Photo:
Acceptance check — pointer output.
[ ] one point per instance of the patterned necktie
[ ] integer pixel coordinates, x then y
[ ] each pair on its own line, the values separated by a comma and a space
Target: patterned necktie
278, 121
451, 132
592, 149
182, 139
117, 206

======

### PROBLEM REQUIREMENTS
Output only the lines from the one with "[ ] each pair" through the last line of the entries above; please keep them exact.

### WORKED SOLUTION
[ ] each pair on its own line, the values separated by a comma and a space
Target: patterned necktie
278, 121
451, 132
592, 149
182, 139
117, 206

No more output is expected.